§ YOUR TASK
Quote, without any change, the line that contains "Pin the oil" and all lines that follow it to the end of the data below.

────────────────

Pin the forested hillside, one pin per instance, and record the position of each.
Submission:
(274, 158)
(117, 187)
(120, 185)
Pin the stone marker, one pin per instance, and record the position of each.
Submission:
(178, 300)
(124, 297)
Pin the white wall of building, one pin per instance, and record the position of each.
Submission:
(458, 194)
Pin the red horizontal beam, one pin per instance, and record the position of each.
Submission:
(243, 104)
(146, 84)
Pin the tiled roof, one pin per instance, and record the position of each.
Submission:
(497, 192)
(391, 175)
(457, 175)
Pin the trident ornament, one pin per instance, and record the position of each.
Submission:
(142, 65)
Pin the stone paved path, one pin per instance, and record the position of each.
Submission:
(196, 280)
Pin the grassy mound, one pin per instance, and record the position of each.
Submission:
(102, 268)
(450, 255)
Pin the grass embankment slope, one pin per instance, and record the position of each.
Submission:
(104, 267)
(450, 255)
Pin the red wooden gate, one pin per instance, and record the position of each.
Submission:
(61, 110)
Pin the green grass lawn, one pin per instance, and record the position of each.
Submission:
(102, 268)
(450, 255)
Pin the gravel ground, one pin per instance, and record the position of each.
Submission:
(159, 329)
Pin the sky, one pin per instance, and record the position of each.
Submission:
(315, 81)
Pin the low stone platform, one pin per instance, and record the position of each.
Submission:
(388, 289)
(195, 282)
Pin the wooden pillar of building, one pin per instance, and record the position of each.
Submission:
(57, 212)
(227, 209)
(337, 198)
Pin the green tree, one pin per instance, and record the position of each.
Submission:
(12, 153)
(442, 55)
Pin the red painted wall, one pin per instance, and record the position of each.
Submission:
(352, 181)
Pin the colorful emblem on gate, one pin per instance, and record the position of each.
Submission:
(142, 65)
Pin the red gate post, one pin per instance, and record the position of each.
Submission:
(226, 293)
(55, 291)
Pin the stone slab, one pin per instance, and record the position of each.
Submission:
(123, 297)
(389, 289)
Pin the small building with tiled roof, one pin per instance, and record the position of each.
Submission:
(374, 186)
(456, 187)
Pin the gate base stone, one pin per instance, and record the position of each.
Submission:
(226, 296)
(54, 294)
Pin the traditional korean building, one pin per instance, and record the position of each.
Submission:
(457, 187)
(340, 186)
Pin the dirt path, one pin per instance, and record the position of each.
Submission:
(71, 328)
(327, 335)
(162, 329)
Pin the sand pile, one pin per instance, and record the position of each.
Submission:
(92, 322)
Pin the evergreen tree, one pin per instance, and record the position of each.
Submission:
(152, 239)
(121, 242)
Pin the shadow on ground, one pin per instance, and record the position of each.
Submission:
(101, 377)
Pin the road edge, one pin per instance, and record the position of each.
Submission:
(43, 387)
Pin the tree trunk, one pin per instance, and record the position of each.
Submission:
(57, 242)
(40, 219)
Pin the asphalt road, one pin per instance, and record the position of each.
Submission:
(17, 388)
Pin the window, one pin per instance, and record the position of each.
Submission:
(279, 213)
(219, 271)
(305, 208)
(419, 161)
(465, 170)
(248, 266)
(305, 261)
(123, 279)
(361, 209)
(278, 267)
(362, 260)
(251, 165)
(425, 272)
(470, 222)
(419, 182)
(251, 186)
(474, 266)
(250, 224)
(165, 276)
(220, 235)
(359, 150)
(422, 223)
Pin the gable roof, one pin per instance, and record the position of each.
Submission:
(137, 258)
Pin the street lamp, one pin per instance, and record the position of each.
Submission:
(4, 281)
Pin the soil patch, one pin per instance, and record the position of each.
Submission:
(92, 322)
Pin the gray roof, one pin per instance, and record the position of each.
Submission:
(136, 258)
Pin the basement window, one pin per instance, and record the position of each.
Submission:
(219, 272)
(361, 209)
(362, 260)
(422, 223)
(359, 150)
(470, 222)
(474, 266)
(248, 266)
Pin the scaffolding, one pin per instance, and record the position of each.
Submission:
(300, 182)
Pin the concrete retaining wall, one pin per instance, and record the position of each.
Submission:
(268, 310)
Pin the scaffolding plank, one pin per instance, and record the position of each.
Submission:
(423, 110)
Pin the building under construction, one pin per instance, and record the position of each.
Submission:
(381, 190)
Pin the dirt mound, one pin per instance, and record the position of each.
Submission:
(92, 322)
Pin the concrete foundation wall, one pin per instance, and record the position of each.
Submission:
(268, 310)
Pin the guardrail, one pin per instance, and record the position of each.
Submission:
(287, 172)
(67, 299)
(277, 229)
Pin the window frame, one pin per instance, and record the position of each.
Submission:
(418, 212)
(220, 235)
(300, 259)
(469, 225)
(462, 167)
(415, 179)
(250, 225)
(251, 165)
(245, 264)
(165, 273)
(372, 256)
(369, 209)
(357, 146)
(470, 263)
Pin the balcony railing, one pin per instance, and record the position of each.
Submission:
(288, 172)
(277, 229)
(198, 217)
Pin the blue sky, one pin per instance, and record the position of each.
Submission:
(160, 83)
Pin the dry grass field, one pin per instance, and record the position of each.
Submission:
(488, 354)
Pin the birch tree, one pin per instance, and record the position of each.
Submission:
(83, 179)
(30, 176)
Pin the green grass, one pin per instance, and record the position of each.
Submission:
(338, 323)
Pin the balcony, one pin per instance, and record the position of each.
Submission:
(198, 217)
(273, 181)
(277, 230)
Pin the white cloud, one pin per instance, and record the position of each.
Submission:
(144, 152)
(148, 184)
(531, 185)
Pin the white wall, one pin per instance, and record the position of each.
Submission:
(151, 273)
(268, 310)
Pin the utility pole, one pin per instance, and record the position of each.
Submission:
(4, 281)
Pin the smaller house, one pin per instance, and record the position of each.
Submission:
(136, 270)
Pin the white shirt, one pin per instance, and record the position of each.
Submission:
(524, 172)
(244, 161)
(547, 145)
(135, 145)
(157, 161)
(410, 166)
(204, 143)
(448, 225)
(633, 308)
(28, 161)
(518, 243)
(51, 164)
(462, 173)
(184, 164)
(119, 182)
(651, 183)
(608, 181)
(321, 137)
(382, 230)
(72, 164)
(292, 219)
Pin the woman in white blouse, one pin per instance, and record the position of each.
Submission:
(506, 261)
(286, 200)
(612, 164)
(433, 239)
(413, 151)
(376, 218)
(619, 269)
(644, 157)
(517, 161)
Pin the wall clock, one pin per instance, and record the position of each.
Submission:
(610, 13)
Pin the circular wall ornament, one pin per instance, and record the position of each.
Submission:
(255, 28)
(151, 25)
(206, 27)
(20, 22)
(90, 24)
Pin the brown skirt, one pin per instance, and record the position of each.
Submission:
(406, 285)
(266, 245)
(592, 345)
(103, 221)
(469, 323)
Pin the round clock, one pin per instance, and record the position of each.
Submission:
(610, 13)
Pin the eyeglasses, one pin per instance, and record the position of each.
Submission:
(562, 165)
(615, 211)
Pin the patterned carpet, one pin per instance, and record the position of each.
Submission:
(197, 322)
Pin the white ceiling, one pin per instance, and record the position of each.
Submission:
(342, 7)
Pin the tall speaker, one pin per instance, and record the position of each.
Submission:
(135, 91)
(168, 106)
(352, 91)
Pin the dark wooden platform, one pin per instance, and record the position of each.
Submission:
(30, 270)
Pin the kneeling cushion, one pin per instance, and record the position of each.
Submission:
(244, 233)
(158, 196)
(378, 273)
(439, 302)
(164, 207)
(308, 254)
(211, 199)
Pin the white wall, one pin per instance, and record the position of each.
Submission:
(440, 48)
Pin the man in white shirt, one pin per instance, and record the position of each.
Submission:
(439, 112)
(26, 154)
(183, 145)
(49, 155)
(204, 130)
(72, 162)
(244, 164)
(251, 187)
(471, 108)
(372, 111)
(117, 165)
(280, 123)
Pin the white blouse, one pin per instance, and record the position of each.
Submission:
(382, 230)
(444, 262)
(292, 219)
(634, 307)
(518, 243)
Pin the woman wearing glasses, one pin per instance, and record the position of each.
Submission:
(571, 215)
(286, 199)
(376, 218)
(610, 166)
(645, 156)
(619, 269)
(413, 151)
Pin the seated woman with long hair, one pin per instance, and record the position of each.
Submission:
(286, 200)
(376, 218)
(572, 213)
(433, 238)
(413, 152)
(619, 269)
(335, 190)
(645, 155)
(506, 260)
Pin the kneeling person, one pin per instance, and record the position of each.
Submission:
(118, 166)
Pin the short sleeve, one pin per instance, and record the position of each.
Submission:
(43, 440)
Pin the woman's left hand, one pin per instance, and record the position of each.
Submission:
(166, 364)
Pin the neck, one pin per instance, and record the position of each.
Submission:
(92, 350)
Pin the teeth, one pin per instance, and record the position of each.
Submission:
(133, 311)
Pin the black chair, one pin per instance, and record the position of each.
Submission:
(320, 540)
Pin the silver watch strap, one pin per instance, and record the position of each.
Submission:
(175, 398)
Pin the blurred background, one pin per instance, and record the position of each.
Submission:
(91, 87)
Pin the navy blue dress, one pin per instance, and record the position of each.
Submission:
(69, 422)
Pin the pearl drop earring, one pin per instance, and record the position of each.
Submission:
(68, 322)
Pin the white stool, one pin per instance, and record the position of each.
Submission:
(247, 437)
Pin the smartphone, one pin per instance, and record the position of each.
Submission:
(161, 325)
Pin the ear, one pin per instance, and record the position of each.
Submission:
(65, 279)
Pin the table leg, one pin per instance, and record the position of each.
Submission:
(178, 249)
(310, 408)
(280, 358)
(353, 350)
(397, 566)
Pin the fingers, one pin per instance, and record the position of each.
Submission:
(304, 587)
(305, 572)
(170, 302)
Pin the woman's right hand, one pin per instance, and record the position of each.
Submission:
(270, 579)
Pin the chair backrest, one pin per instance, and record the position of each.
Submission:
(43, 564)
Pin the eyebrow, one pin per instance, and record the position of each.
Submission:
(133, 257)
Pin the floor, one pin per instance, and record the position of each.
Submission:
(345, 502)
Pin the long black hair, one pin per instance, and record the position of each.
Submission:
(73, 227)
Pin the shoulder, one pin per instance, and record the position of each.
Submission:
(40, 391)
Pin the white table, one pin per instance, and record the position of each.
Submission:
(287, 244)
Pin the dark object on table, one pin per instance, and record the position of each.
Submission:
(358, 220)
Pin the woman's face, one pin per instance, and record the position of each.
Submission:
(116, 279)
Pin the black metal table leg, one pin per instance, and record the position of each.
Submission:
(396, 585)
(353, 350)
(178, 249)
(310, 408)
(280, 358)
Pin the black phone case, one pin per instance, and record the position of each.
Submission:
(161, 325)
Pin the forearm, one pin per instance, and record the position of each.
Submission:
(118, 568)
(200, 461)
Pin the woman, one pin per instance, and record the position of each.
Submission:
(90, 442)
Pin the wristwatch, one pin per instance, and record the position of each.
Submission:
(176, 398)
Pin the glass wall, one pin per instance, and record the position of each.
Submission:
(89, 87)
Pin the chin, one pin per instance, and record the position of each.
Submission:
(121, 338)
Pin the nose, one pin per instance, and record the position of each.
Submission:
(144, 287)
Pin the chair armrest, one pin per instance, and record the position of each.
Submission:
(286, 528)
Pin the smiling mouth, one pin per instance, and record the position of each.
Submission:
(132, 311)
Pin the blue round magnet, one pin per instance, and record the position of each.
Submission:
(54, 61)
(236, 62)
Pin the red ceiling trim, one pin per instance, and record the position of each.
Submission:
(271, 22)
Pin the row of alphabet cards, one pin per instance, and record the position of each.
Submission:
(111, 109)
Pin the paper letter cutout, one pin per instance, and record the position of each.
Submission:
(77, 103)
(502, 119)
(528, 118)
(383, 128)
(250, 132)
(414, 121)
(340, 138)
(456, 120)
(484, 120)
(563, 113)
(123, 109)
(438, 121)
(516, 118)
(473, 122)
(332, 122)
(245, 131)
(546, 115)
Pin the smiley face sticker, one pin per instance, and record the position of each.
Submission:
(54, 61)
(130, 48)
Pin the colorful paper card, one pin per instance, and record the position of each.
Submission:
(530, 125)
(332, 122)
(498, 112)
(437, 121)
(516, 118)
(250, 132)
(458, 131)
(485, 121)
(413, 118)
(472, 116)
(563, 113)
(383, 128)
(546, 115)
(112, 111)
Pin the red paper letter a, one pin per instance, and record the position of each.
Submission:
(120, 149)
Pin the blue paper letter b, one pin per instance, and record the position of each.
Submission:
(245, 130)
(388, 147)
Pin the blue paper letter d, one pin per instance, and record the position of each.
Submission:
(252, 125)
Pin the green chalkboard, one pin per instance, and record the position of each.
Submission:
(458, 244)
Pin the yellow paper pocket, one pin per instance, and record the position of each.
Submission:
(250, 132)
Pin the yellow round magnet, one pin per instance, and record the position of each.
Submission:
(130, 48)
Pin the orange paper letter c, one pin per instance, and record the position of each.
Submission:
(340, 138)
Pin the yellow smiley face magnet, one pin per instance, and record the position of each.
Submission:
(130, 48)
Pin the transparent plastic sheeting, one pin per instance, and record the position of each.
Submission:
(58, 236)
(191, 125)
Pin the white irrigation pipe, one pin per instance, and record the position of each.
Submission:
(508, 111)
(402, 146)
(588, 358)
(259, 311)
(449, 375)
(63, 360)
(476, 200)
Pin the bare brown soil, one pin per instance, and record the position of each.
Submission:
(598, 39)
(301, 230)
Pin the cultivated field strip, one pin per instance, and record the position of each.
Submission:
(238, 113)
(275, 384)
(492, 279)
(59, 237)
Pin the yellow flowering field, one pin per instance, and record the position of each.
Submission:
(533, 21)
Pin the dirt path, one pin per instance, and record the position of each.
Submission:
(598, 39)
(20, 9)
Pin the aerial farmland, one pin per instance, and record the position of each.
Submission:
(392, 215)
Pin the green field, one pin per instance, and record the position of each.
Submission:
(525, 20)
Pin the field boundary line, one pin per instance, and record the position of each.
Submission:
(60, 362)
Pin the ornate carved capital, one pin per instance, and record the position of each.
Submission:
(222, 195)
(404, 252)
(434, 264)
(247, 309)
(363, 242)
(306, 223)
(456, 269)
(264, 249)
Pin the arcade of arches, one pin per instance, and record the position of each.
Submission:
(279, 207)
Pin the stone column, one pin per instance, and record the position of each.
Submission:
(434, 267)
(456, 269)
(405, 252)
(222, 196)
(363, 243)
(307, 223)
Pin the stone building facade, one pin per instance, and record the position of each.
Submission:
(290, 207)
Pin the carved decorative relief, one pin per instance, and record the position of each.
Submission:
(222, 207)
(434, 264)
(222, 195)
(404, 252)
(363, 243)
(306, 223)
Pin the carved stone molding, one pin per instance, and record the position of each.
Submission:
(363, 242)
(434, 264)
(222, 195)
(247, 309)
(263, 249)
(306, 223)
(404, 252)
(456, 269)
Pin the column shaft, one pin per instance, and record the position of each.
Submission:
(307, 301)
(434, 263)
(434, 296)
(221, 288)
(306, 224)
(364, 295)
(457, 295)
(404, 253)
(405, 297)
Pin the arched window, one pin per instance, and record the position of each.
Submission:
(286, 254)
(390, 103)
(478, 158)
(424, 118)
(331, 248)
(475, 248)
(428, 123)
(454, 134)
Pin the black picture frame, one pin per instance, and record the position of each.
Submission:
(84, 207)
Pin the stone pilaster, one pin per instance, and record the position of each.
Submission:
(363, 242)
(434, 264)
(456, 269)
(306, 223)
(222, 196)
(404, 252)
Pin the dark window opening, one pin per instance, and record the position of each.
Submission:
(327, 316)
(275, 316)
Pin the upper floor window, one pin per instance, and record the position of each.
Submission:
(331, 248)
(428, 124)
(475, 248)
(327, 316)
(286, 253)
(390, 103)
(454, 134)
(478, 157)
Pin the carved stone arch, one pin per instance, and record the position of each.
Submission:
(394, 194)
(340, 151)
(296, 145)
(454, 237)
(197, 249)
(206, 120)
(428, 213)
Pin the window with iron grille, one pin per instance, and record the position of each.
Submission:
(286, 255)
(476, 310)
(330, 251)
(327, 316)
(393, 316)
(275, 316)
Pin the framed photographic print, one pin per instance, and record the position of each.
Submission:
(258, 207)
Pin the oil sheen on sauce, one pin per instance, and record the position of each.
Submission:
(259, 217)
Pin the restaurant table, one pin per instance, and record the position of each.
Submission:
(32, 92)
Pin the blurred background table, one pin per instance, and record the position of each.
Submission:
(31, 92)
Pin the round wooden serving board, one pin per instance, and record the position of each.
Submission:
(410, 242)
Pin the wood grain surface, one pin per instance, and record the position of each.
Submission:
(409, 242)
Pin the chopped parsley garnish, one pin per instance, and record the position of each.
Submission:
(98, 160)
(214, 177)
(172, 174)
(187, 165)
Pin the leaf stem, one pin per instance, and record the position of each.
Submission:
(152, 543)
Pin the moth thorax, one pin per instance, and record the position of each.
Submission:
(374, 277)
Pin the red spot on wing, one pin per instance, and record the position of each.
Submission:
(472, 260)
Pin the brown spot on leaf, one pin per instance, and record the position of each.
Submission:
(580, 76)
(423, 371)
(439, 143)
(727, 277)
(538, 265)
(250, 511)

────────────────

§ ANSWER IN FULL
Pin the oil sheen on sauce, one pin per instance, and record the position of each.
Submission:
(259, 217)
Pin the restaurant table, one pin per instance, and record the position of each.
Submission:
(32, 92)
Pin the blurred background table, one pin per instance, and record the position of each.
Submission:
(31, 92)
Pin the round wooden serving board, one pin per instance, and record the position of each.
Submission:
(410, 242)
Pin the wood grain surface, one pin per instance, and record the position of each.
Submission:
(409, 242)
Pin the chopped parsley garnish, one pin per instance, and record the position of each.
Submission:
(98, 160)
(214, 177)
(172, 174)
(187, 165)
Pin the leaf stem, one pin per instance, and record the position of each.
Submission:
(152, 543)
Pin the moth thorax, one pin per instance, and record the position of each.
Submission:
(374, 277)
Pin the red spot on wing, one pin per instance, and record the position of each.
Submission:
(472, 260)
Pin the brown spot on leaf, one pin per instance, and record the position of each.
Submission:
(580, 76)
(423, 371)
(439, 143)
(727, 277)
(538, 265)
(250, 511)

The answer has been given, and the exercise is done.